━━━ SELECTED TEXT ━━━

ALEXANDRIA, Va. — His retrial in federal
court here isn’t over yet, but Dr. William E. Hurwitz is already doing much
better than he did the first time. Judge Leonie M. Brinkema has dismissed the
most serious charges against him.
Dr. Hurwitz, whom I wrote about in a recent column, is the most prominent of the
doctors who have been prosecuted for writing prescriptions for OxyContin and
other painkillers. In 2004, he was convicted of drug trafficking and, most
significantly, of writing prescriptions that led to bodily injury and deaths,
crimes that carried a mandatory minimum sentence of 20 years. He was sentenced
to 25 years and has been in prison for more than two years.
The verdict was overturned on appeal, leading to a retrial that has been going
on for nearly four weeks. On Wednesday afternoon, after the defense rested its
case, the judge granted the defense’s request to dismiss the charges of causing
bodily injury or death. Dr. Hurwitz still faces more than three dozen counts of
illlegally distributing narcotics and participating in a criminal conspiracy,
but these lesser offenses do not carry mandatory minimum sentences.

━━━

ABOUT THIS TASK
Can you give the article on Dr. Hurwitz's retrial again, beginning at the words "Dr. Hurwitz, whom" and stopping after "than two years.", and substituting "oxycodone" for "OxyContin"?

━━━ DATA TO EXAMINE ━━━

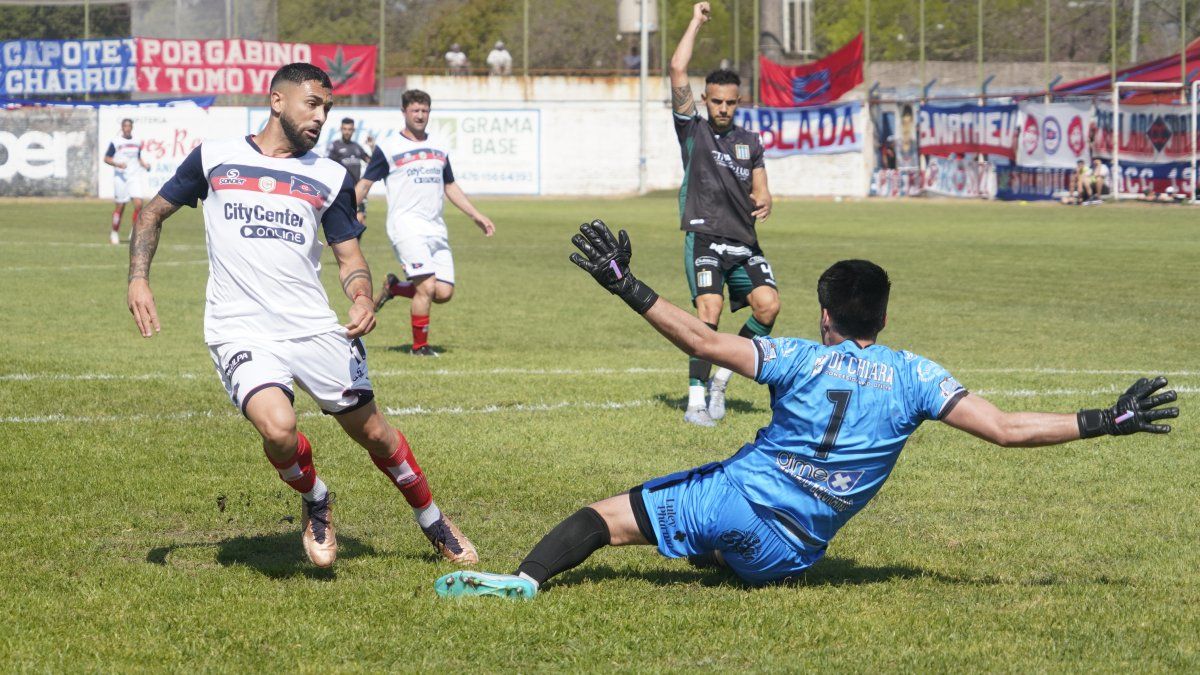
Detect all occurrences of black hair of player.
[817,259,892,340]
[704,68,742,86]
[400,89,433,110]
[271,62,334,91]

━━━
━━━ DATA TO EXAMINE ━━━

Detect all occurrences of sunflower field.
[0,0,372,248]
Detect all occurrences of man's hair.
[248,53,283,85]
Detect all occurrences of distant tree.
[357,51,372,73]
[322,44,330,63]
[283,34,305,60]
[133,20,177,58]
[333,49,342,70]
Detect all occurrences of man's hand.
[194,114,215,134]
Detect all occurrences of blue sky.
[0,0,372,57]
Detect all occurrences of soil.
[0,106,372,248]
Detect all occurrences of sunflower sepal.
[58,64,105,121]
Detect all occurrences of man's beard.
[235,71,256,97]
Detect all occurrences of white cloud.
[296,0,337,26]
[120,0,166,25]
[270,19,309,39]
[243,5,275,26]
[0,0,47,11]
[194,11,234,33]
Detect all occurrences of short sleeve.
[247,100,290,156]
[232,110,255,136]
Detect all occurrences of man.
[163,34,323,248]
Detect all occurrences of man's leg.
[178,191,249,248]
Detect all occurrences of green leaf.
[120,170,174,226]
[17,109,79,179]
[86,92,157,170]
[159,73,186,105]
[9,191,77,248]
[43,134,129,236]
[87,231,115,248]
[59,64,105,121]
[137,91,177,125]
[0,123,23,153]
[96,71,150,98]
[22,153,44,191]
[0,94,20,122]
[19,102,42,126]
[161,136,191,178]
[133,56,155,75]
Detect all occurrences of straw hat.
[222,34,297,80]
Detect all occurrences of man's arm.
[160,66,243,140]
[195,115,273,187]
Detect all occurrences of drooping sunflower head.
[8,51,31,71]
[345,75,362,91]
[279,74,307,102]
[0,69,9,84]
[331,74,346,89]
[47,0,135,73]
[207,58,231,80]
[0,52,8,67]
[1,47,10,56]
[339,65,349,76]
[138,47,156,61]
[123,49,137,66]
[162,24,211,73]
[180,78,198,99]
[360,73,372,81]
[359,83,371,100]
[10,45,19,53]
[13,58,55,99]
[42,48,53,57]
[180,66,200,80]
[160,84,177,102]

━━━

WRITTEN ANSWER
Dr. Hurwitz, whom I wrote about in a recent column, is the most prominent of the
doctors who have been prosecuted for writing prescriptions for oxycodone and
other painkillers. In 2004, he was convicted of drug trafficking and, most
significantly, of writing prescriptions that led to bodily injury and deaths,
crimes that carried a mandatory minimum sentence of 20 years. He was sentenced
to 25 years and has been in prison for more than two years.